Assignment 1:
In the pension debt press release below, list every city named in the bulleted list under "How cities are struggling under pension debt:".
Assignment 2:
Print everything in the pension debt press release below from "How cities are" down to "all the cities.", without changing any characters.

Text segment:
◇ ◇ ◇ ◇ ◇

$75 billion local pension debt drives Illinois’ high property tax burden

September 24, 2021

Illinois households own an average of $45,151 in state and local pension debt

PRESS RELEASE from the
ILLINOIS POLICY INSTITUTE

CONTACT: Micky Horstman (312) 607-4977

$75 billion local pension debt drives Illinois’ high property tax burden

Illinois households own an average of $45,151 in state and local pension debt

CHICAGO (Sept. 28, 2021) — Illinois homeowners are making their property tax payments this fall with the uneasy knowledge their future tax bills will climb, that is, unless Springfield acts to help local governments control pension growth.

While Illinois’ nation-leading $144 billion in unfunded pension liabilities in the five state retirement systems eat at the state budget, local governments are accountable for another $75 billion in local government pension debt, which consumes significant chunks of property tax dollars.

With a combined state and local debt burden of $219 billion, each Illinois household is on the hook for an average of $45,151 worth of future taxes, according to the original Illinois Policy Institute analysis.

The analysis shows in 20 large Illinois municipalities, pension debt has reached crisis levels and is hurting taxpayers and city services. Each of these 20 cities and towns has a public safety pension fund with less than 50 cents saved for every $1 in future promises. Despite these cities dedicating large, growing shares of municipal property taxes to fund pension debt, they can’t keep up with the debt and have been forced to cut staff or services.

Illinois Policy Institute experts developed a “hold harmless” pension reform plan that preserves every dollar of pension benefits promised to public workers for work already performed and could offer significant property tax relief while preserving state and local government services. State lawmakers would first need to put a referendum on the ballot asking voters to amend the Illinois Constitution to allow for changes to the growth in future pension benefits for current workers and retirees.

How cities are struggling under pension debt:

  • In seven of the 20 cities and towns, required pension payments exceed all the local property taxes collected.
  • In six of the cities, per household pension debt exceeds the area median household income.
  • The city of Carbondale’s pension spending is nearly three times what it collects in property taxes, the worst ratio of all the cities.
  • Among the cities where households are on the hook for the most to fund pensions are North Chicago, Melrose Park and Granite City, where each household is on the hook for over $45,000 in pension debt.

Examples of Illinois cities that have seen tax hikes or service cuts due to rising pension costs: 

  • Rockford leaders were told by consultants that to absorb rising pension costs without running out of money in five years, the city would have to eliminate 40 sworn police officer positions, close down an entire fire station, freeze all city employee wages to 2019 rates and sell its water system.
  • The south Chicago suburb of Harvey in 2018 laid off one-quarter of its police officers, more than half of its other police department personnel and 40% of its firefighters after the state intercepted city money under a law intended to force cities to make required pension contributions.
  • Peoria, which in 2018 eliminated 38 first responder jobs and 27 municipal jobs, has already been forced to cut an additional 45 jobs in 2020 after COVID-19 exacerbated the city’s pension-driven budget woes. Additionally, the city in 2019 implemented a special property tax fee for pensions that ranges as high as $200.

◇ ◇ ◇ ◇ ◇

Given entries:
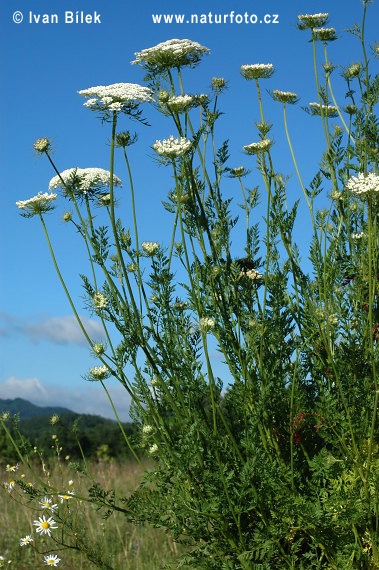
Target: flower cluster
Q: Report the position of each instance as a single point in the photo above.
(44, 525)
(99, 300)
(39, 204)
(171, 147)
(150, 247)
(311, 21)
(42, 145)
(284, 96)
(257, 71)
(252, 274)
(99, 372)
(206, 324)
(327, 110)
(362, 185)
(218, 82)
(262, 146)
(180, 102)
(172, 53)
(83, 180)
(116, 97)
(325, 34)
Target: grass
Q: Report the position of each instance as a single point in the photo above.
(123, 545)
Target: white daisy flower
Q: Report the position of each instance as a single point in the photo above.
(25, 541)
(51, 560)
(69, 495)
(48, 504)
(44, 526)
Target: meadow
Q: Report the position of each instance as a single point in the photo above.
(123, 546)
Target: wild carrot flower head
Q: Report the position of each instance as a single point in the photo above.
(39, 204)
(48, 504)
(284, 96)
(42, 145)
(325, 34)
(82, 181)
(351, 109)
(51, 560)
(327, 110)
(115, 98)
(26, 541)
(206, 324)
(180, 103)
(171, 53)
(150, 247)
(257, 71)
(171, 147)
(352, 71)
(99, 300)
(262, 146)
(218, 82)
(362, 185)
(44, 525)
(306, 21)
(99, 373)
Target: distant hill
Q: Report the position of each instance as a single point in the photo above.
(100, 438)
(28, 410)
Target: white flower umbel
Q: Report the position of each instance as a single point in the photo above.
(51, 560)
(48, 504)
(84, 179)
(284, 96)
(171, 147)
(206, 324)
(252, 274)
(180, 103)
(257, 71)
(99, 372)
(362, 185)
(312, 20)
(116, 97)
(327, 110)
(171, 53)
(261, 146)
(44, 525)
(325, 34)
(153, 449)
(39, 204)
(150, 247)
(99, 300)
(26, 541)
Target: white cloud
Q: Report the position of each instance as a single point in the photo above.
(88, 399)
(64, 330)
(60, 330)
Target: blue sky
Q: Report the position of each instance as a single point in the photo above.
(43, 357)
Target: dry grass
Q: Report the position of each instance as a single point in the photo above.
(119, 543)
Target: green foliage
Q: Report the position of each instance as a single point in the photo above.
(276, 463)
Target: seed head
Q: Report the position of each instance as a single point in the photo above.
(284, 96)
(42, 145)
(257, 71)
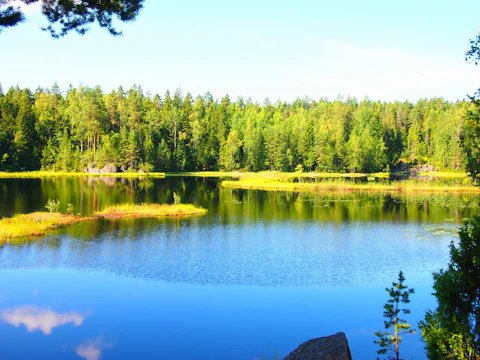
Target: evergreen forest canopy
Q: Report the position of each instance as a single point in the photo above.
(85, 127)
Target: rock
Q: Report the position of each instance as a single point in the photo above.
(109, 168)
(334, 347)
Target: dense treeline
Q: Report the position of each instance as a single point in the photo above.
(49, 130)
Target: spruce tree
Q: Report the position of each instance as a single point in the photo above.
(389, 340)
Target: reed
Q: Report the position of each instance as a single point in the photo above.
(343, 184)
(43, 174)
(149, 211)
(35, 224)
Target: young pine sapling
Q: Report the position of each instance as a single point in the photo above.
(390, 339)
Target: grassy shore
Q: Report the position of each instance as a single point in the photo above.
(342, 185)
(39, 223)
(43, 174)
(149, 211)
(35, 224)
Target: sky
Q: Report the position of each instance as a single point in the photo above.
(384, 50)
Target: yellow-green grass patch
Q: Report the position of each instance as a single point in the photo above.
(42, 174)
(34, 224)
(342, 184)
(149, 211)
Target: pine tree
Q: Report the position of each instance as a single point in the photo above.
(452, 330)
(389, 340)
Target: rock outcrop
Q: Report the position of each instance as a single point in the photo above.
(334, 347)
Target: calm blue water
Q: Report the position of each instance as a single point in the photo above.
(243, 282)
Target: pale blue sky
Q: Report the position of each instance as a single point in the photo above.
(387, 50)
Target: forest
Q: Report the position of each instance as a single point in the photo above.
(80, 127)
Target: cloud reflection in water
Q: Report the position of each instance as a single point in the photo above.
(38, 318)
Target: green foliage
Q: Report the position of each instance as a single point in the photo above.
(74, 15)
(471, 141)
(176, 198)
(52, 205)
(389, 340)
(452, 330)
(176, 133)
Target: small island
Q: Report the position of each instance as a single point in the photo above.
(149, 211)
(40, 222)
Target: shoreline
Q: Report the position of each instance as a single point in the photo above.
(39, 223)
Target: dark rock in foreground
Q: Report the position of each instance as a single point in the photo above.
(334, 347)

◇ ◇ ◇ ◇ ◇

Written solution 1:
Carbondale, North Chicago, Melrose Park, Granite City

Written solution 2:
How cities are struggling under pension debt:

  • In seven of the 20 cities and towns, required pension payments exceed all the local property taxes collected.
  • In six of the cities, per household pension debt exceeds the area median household income.
  • The city of Carbondale’s pension spending is nearly three times what it collects in property taxes, the worst ratio of all the cities.